• [OBJECTIVE]: Quote the listing below in its entirety, omitting every image.

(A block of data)
-------

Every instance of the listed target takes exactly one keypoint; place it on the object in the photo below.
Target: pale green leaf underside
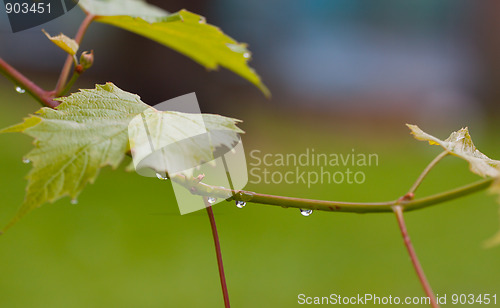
(185, 32)
(460, 144)
(87, 131)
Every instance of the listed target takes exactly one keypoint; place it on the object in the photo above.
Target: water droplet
(161, 177)
(211, 200)
(305, 212)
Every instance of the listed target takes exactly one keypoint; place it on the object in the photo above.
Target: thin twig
(218, 252)
(424, 173)
(202, 189)
(69, 60)
(398, 210)
(44, 97)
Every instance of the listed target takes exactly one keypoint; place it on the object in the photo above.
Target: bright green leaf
(460, 144)
(89, 130)
(65, 43)
(185, 32)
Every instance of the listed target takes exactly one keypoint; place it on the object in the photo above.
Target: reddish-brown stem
(398, 210)
(44, 97)
(218, 252)
(69, 60)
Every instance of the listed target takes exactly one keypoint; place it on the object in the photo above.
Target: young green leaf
(460, 144)
(185, 32)
(89, 130)
(65, 43)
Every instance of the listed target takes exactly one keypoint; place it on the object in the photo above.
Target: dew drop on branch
(211, 200)
(161, 177)
(240, 204)
(305, 212)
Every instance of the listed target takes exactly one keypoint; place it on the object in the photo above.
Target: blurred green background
(125, 245)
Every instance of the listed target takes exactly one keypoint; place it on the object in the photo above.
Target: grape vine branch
(406, 203)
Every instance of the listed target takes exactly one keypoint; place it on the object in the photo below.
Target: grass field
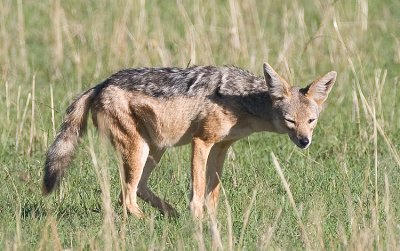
(343, 191)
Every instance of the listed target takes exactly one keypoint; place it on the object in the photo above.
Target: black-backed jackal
(146, 110)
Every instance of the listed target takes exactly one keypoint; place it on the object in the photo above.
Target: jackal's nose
(304, 142)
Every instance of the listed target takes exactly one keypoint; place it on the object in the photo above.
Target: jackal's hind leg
(200, 151)
(144, 191)
(134, 159)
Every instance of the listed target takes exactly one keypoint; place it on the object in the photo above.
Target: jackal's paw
(170, 212)
(135, 211)
(197, 210)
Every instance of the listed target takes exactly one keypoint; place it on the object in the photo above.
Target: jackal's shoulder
(192, 81)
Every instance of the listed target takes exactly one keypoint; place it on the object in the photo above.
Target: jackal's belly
(168, 122)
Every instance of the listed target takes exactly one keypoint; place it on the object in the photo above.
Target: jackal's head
(295, 110)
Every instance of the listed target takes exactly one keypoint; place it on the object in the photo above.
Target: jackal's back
(192, 81)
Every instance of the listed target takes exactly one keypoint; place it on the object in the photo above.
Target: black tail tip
(50, 182)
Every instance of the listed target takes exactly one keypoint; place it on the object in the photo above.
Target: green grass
(345, 186)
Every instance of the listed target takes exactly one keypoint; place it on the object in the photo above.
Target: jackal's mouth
(302, 142)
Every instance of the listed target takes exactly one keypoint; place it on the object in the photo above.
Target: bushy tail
(60, 153)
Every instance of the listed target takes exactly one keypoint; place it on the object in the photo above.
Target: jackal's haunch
(146, 110)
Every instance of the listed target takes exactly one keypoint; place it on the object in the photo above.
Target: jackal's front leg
(200, 151)
(215, 164)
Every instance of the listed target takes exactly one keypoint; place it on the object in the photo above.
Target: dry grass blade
(291, 200)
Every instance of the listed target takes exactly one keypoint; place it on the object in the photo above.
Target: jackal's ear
(320, 88)
(277, 87)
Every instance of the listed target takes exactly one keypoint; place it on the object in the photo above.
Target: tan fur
(142, 126)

-------

• [SOLUTION TO THIS EXERCISE]:
Every instance of the listed target takes exactly one keypoint; place it on the object in the photo below.
Target: pale green leaf underside
(185, 32)
(460, 144)
(87, 131)
Every instance of the listed target takes exactly one keypoint; place it on the object in the photo above.
Target: water droplet
(161, 177)
(211, 200)
(305, 212)
Every instance of the listed target takes exactly one keypoint; place it on the object in the photo above.
Target: thin twig
(218, 252)
(424, 173)
(202, 189)
(69, 60)
(398, 210)
(44, 97)
Every instance of the listed target takes exactly one keypoint; place it on the object in the photo above.
Target: bright green leaf
(460, 144)
(89, 130)
(65, 43)
(185, 32)
Every instance of the listed target takes exactly one keypoint; place it on the object in the photo above.
Target: reddish-brown stem
(398, 210)
(44, 97)
(218, 252)
(69, 60)
Every instance of the listed target takes exactly one keypoint; place it on the object in the photo above.
Target: young green leaf
(460, 144)
(185, 32)
(89, 130)
(65, 43)
Every instance of the listed target takes exactly one keypoint; place it on the object in the photo above.
Target: dew drop on branch
(211, 200)
(161, 177)
(240, 204)
(305, 212)
Every instance of the listed target takes exactly one keypoint; place it on the object in the photo above.
Target: blurred green background
(125, 245)
Every instance of the listed target takes exactly one keypoint; place it on the object in the photo above.
Target: grape vine branch
(406, 203)
Every instance of the listed target takes exactly one keypoint; place it on the object in the photo below.
Target: grass field
(343, 191)
Every instance of the listed target takes exactly one keypoint; place it on the object in the photo above.
Target: black-backed jackal
(146, 110)
Every instance of the listed target takes exactly one keypoint; place it on the object in the photo above.
Target: jackal's nose
(304, 142)
Every instance of the listed target takes exactly one keypoint; place it on the object in the photo above.
Target: jackal's hind leg
(200, 151)
(144, 191)
(134, 159)
Every instance of the listed target takes exactly one keypoint; place it on the object in the photo above.
Target: jackal's paw
(170, 212)
(135, 211)
(197, 210)
Every instance of the listed target takes exactly one keypoint; place it on the object in the photo above.
Target: jackal's shoulder
(192, 81)
Every instance of the listed target takes exactly one keypoint; place it on the object in the photo above.
Target: jackal's belly
(168, 122)
Every instance of the listed target takes exactly one keypoint; place it on the object in the photo above.
Target: jackal's head
(295, 110)
Every instance of the listed target takes exactly one keypoint; place it on the object in the photo above.
Target: jackal's back
(192, 81)
Every instance of the listed target takes exactly one keypoint; place it on the object in the photo above.
Target: black tail tip
(50, 182)
Every instance of the listed target takes exactly one keypoint; place it on the object in the photo above.
Target: green grass
(345, 186)
Every instance of the listed target takes exactly one keypoint; place it on the object in the photo above.
Target: jackal's mouth
(302, 142)
Every instance of the listed target takes exactly one keypoint; place it on the object in the photo above.
Target: bushy tail
(60, 153)
Every instance of the listed target takes exactly one keypoint; place it on the object in the photo above.
Target: jackal's haunch
(146, 110)
Every instance of the listed target takes exactly one keypoint; place it on the object in the photo above.
Target: jackal's front leg
(200, 151)
(215, 164)
Every instance of the listed target takes exactly one keypoint; place it on the object in the photo above.
Target: dry grass blade
(291, 200)
Every instance of the listed target takes exactly one keypoint; place it on the object in the photo above.
Target: jackal's ear
(320, 88)
(277, 87)
Every instance of the listed target takes exactly one keypoint; place it on the object in the photo above.
Target: tan fur
(142, 126)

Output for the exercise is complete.